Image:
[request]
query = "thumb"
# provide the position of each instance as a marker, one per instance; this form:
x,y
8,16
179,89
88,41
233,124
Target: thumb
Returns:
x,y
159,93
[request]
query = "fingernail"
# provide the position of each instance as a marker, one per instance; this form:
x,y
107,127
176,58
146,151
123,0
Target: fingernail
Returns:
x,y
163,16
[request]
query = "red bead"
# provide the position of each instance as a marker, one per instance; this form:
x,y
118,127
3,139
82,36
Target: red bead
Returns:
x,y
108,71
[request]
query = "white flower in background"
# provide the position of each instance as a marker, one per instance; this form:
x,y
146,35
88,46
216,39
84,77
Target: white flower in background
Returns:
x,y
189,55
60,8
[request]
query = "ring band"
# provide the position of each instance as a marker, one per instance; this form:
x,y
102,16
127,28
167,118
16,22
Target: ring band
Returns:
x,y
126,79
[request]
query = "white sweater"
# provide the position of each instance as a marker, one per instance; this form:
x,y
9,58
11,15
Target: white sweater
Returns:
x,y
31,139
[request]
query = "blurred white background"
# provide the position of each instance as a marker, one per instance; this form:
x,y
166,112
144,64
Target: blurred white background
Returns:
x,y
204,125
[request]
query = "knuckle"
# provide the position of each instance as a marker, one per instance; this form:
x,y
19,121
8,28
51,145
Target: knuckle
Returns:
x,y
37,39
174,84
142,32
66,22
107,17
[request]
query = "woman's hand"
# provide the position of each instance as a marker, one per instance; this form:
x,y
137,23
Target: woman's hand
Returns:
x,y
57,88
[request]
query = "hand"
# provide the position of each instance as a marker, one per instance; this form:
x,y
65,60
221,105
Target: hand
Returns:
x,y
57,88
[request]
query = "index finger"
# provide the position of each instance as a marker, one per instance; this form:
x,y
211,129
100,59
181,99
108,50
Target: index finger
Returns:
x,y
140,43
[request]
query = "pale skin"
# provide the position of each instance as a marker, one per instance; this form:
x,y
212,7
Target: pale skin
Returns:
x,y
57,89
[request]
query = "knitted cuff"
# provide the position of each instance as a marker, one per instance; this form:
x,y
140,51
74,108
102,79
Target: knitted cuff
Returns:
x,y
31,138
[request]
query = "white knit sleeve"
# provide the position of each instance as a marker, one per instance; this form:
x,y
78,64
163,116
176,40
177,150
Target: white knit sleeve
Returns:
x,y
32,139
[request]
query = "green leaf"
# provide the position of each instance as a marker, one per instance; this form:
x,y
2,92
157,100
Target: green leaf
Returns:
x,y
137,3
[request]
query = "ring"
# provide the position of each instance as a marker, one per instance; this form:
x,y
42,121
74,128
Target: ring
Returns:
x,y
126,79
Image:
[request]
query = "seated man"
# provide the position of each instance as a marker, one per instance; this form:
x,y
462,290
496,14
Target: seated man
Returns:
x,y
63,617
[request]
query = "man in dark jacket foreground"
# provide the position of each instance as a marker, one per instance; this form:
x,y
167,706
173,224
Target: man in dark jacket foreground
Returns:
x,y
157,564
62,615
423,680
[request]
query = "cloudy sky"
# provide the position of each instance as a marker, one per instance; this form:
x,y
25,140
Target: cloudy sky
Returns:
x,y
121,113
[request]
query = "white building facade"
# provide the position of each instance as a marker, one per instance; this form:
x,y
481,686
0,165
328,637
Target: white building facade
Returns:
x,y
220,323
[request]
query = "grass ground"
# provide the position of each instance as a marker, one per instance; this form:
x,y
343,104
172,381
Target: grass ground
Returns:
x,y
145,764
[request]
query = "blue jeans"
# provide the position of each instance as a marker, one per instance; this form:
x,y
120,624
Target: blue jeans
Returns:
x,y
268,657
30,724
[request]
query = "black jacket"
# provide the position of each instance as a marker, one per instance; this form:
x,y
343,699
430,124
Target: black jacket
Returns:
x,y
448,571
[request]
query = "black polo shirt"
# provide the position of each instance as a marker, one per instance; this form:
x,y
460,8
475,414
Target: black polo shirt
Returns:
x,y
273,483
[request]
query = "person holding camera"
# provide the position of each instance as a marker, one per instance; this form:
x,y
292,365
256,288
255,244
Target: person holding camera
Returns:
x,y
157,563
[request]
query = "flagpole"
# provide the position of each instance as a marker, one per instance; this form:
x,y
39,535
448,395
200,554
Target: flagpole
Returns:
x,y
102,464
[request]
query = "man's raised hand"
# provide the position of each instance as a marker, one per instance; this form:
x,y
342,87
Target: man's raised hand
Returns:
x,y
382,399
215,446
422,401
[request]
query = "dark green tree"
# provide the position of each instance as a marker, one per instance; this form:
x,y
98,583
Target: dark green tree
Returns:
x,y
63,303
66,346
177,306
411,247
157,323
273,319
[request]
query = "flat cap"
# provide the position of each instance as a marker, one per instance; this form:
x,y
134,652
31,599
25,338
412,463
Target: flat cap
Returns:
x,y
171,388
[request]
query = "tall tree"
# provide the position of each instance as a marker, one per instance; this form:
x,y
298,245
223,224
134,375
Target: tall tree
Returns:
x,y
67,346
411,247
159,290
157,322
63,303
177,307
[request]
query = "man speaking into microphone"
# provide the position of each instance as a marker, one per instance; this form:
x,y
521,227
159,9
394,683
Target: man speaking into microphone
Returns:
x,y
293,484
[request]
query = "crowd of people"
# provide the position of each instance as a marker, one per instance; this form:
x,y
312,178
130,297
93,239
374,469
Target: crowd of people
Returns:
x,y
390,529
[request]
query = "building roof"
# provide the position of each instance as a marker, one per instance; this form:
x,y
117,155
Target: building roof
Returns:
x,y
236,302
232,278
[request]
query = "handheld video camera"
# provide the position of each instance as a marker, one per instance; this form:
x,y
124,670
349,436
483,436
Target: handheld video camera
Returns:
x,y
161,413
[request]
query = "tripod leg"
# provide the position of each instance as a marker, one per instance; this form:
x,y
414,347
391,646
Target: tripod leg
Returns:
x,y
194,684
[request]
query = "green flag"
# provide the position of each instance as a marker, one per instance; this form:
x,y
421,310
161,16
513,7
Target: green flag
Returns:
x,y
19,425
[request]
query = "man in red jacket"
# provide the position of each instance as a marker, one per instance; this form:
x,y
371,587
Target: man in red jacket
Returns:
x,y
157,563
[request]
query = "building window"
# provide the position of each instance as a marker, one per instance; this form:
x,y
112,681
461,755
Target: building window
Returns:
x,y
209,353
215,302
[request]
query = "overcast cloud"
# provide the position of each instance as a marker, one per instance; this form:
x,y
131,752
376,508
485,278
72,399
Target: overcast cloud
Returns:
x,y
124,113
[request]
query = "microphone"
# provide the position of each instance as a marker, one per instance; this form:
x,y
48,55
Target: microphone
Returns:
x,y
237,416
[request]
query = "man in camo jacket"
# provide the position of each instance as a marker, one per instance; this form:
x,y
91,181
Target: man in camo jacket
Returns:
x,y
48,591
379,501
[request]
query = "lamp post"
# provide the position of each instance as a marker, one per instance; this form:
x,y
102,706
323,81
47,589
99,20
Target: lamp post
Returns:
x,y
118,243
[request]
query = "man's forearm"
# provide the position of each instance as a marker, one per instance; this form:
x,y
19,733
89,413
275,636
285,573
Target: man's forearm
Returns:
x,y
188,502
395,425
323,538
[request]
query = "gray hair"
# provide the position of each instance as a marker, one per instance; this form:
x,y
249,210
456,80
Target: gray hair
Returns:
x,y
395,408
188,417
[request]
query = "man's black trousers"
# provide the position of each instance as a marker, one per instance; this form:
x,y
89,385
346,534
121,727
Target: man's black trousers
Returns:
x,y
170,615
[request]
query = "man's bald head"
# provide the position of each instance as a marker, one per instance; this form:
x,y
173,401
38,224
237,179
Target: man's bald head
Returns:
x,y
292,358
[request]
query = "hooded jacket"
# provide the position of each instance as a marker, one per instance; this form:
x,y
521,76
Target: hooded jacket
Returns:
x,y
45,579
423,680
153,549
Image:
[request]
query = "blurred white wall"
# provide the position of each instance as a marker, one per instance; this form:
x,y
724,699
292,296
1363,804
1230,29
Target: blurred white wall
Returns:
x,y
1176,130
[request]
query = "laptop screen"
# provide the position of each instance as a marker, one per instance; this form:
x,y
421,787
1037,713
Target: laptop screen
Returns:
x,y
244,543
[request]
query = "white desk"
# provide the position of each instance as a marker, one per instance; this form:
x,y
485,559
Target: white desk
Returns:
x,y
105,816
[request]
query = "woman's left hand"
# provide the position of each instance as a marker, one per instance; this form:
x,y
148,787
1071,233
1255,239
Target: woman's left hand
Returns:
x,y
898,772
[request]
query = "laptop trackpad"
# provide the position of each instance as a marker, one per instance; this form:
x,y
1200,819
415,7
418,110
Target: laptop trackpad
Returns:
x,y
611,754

□ □ □

=== EXERCISE DETAILS ===
Which lines in the rows above contain the word "shirt"? Pull out each of them.

=== ANSWER ===
query = "black polo shirt"
Target: black polo shirt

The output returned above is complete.